Most scholars assume a completion date between mid-1440s and early–1460s, based on factors such as the near identical red robe worn by Mary in Christus's Exeter Madonna and that painting's similarities to van Eyck's c. 1441 Madonna of Jan Vos. A date of 1462—1463 or later is most likely correct, based on Christus's relationship with the Confraternity of the Dry Tree, and the adoption of van der Weyden stylisations in Christus's later works.

Grete Ring was the first art historian to undertake a complete study of the painting when, in 1919, she definitively attributed it to Christus, which has not been challenged since.

The panel is very similar to the central panel of a 1620 triptych by Pieter Claeissens the Younger, which may draw from the same sources.

==Provenance==
The painting was in the Ernst Oppler collection, Berlin, before 1919. That year Ring published the first analysis of the painting, attributing Christus in her article "Onse Lieve Vrauwe ten Drooghen Boome" for the Zeitschrift für bildende Kunst. It passed to the collection of Fritz Thyssen in Mülheim, before it was acquired in 1965 by the Swiss billionaire Hans Heinrich Von Thyssen for the Museo Thyssen-Bornemisza, Madrid.

It was exhibited at the National Gallery of Art in Washington, D.C. in October 1981 while on loan from the Thyssen‐Bornemisza.

- Data under study
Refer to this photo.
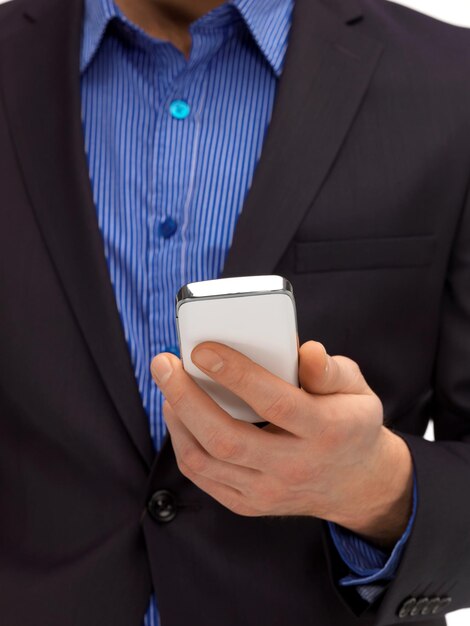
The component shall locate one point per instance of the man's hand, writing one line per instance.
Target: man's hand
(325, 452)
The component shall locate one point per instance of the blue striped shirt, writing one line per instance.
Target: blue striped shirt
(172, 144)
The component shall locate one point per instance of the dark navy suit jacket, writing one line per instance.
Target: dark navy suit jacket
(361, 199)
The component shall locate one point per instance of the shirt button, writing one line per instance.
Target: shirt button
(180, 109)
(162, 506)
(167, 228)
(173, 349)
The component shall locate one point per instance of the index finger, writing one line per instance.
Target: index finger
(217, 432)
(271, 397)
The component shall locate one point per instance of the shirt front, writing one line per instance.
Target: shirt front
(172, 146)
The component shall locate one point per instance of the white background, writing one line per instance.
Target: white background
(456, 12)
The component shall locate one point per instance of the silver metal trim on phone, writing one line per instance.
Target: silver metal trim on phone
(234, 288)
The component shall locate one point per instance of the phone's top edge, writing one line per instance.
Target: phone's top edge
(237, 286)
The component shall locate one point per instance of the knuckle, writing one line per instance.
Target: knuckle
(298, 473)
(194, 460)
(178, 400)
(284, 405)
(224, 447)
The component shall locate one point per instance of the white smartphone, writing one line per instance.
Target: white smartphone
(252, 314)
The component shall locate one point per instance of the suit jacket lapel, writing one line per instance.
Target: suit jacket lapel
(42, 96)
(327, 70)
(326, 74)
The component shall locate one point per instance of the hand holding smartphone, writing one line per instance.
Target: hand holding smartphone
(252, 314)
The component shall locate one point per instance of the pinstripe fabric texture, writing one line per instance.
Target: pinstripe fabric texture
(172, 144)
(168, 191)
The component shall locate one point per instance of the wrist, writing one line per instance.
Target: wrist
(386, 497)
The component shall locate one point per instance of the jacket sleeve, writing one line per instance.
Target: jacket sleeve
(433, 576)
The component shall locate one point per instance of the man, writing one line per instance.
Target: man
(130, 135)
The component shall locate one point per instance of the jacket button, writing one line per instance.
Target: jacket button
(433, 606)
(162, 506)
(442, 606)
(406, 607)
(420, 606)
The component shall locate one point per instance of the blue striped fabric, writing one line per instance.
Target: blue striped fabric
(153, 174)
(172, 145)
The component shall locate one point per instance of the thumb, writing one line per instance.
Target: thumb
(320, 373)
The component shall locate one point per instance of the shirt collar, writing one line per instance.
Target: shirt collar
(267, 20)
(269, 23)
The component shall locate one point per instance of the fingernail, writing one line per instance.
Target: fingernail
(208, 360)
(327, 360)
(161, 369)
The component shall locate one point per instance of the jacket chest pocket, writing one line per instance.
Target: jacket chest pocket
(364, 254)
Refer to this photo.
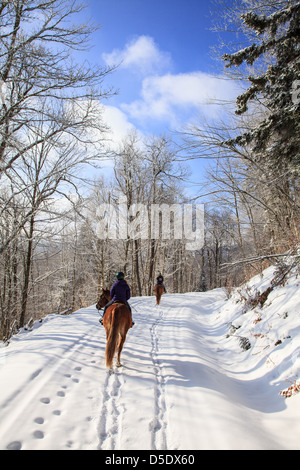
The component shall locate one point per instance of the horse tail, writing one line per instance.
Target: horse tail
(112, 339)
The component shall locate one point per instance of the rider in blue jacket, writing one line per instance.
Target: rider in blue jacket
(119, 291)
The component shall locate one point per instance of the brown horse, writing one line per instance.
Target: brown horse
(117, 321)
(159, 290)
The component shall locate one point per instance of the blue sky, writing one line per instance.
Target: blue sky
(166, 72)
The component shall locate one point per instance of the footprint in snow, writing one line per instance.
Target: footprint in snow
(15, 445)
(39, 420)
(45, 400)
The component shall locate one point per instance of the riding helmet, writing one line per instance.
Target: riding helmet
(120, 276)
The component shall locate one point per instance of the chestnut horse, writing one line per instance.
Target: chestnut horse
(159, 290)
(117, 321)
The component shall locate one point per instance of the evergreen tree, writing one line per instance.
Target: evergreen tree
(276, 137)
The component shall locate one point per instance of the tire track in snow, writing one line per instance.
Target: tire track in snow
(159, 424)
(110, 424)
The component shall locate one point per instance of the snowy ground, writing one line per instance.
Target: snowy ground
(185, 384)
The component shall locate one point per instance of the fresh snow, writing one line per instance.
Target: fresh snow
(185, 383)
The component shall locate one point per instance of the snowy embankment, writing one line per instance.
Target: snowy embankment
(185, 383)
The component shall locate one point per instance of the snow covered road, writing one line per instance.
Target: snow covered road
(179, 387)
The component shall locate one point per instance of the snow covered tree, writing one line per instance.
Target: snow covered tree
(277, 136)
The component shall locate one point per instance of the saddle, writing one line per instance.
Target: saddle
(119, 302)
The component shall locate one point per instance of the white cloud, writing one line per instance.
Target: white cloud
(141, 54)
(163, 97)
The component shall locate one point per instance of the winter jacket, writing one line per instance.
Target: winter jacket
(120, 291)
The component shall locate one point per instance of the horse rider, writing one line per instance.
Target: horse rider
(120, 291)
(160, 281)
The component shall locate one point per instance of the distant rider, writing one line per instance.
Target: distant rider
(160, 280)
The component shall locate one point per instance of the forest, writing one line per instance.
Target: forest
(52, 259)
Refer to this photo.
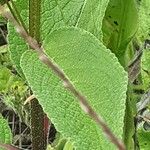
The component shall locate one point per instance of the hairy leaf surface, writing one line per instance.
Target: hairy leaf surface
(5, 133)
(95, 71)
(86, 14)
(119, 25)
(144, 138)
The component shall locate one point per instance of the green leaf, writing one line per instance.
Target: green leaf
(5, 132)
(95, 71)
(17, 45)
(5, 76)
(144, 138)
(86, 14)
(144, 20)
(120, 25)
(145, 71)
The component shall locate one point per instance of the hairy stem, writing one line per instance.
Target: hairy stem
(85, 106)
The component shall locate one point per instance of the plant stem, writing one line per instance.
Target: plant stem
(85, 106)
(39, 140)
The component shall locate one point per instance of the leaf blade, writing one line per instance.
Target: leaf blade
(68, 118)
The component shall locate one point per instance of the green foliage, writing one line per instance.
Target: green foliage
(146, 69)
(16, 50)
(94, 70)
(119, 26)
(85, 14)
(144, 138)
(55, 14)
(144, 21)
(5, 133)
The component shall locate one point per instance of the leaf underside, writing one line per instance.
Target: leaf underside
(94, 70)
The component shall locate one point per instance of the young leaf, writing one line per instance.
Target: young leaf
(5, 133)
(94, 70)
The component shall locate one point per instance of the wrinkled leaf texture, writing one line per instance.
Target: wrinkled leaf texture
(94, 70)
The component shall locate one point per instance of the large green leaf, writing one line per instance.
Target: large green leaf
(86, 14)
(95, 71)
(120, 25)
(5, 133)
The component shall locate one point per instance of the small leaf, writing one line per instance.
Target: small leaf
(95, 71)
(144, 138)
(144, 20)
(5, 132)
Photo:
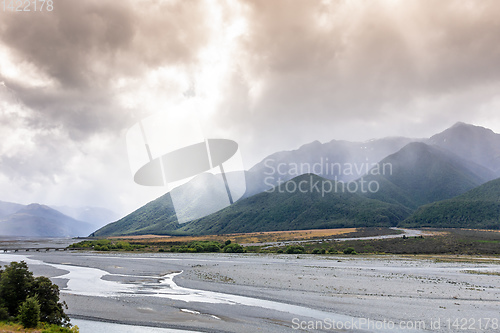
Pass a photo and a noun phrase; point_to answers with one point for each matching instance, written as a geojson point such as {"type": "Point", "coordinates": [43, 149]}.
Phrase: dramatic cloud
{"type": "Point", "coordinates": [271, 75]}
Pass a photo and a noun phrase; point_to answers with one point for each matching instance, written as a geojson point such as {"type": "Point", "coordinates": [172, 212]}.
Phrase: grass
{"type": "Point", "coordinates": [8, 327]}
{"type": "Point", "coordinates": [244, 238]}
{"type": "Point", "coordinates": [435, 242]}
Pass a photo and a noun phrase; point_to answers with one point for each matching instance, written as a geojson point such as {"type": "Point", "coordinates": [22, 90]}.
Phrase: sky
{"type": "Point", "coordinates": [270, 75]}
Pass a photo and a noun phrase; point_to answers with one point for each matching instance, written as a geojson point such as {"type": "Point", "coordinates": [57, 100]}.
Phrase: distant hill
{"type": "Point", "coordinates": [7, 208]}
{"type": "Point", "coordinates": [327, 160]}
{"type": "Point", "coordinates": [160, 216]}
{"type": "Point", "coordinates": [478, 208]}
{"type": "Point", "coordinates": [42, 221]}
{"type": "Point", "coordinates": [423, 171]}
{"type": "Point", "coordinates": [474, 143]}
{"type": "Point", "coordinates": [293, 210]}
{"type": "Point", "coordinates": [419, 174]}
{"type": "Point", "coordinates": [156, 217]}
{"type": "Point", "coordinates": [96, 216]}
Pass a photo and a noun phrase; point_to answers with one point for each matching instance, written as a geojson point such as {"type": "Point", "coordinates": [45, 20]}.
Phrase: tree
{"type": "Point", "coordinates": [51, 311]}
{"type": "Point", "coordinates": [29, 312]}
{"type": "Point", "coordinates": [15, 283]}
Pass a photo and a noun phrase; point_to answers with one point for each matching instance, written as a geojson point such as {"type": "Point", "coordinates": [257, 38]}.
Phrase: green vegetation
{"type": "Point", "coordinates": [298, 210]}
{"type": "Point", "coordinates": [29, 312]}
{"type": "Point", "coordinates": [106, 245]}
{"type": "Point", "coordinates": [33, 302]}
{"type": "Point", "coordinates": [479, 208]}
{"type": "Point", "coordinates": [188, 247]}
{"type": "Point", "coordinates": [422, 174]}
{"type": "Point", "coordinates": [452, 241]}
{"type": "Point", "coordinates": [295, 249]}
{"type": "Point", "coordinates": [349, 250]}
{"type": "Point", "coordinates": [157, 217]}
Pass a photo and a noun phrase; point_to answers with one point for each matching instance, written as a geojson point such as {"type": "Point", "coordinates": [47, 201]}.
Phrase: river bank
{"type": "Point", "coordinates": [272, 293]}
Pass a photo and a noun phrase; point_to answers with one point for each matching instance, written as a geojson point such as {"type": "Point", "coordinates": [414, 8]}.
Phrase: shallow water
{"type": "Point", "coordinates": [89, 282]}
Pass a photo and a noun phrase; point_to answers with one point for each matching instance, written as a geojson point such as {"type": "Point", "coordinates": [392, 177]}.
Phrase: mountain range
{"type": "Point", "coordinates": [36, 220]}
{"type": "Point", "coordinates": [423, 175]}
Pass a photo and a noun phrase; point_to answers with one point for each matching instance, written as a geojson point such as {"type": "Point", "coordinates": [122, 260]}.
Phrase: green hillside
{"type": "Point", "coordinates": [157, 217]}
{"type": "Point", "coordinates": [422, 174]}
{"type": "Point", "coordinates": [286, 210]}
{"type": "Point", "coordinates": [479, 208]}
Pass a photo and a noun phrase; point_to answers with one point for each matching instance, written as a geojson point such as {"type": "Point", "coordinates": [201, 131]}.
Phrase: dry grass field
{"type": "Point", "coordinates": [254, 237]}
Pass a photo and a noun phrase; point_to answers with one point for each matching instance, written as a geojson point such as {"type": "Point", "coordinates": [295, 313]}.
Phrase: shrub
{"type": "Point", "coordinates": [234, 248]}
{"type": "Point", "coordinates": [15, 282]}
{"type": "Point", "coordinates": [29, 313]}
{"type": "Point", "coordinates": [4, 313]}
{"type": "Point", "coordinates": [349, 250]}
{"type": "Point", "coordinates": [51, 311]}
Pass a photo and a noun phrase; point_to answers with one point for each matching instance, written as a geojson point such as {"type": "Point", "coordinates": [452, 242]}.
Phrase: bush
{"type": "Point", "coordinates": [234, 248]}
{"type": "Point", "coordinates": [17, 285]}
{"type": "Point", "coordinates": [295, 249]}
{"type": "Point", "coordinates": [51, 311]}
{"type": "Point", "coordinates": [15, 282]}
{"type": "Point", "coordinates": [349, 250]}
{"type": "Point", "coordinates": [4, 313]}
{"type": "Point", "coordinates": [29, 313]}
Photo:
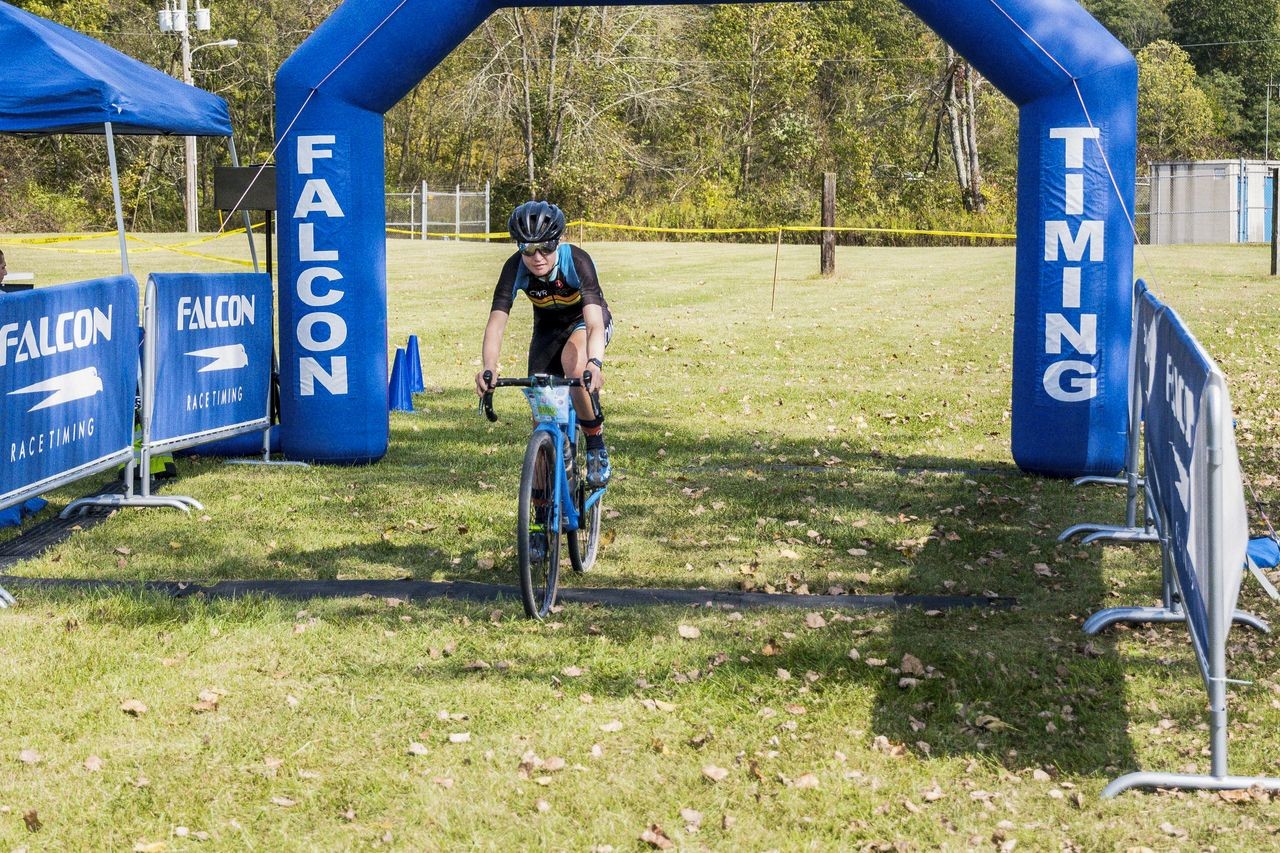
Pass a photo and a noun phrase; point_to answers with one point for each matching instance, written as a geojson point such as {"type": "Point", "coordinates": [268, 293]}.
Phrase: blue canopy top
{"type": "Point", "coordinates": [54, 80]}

- What to produce
Quote the text on the Christus painting word for word, starting with "Grete Ring was" and going on through "been challenged since.".

- Output for this task
Grete Ring was the first art historian to undertake a complete study of the painting when, in 1919, she definitively attributed it to Christus, which has not been challenged since.